SELECTED PASSAGE -

• • • •

‘Cor blimey, another month has gone by, the year is half over and I feel like I’ve got the morbs. Still, there’s no need for a marriage face, even if you’re not up to dick.
So, just let me finish these bags o’ mystery, my old chuckaboo, then I’ll bitch the pot, put on me donkey’s breakfast, give the old door knocker a quick tidy up and then you’ll find me killing the canary in one of them penny gaffs on Whitechapel Road.
So, mind the grease, or I’ll prod you with my rain-napper, since I’m off to fake a poke or two.
Now, if you are scratching your head wondering what on earth those two paragraphs were meant to mean, worry not. I was merely chatting to you in the dialect of the average 19th century East Ender.
You see, people often say that they would love to go back and walk the streets of Whitechapel and Spitalfields around the time of Jack the Ripper. Wouldn’t it be great, they say, to meet with the 19th century locals and chat with them about their everyday lives.
A TIME TRAVELER’S PHRASE BOOK
But, if you were to, by some miracle of time travel, find yourself wandering along Middlesex Street, or sitting in the Ten Bells Pub, or sauntering along Whitechapel Road, or being jostled by the locals on Brick Lane in 1888, then the chances are you wouldn’t understand a word that they were saying!
DON’T COP A MOUSE!
And, as any seasoned traveller will tell you, being able to converse with the locals is one of the main joys, and advantages, of travel.
If you can’t understand a word that is being said, then you might inadvertently cause offence and end up copping a mouse – i.e getting a black eye.
THE AUTHENTIC EXPERIENCE
But, here at the Jack the Ripper London tour, we are committed to giving you the authentic flavour of the East End of London at the time of the murders, and one of the important things about experiencing that London through the eyes of its inhabitants is to possess the ability to be able to speak the lingo.

• • • •

Source records:
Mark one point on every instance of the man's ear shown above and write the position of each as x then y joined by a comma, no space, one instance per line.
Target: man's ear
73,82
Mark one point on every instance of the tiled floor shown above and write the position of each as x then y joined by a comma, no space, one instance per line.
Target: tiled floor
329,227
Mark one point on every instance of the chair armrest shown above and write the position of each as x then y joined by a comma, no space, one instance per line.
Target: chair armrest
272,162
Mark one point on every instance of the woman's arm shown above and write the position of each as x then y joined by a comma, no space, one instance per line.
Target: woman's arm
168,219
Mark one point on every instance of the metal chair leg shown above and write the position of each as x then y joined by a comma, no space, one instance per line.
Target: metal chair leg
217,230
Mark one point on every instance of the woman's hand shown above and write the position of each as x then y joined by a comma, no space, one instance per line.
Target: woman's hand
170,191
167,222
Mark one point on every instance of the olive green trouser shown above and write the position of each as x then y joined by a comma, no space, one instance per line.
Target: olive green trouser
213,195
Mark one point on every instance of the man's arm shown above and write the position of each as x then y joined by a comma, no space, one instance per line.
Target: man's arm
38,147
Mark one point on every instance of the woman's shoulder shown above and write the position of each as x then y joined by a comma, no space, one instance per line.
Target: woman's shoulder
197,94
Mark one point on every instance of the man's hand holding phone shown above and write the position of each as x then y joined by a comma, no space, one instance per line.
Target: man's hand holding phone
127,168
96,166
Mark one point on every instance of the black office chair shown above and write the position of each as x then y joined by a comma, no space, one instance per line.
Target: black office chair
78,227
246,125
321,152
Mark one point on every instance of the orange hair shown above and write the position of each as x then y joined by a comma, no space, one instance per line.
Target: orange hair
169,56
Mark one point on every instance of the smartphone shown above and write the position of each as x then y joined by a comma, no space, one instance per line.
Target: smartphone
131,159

• • • •

TASK OBJECTIVE - Repeat the East End slang passage above word for word, everything from "Now, if you" down to "century East Ender.".

OUTPUT FOR THIS EXERCISE -
Now, if you are scratching your head wondering what on earth those two paragraphs were meant to mean, worry not. I was merely chatting to you in the dialect of the average 19th century East Ender.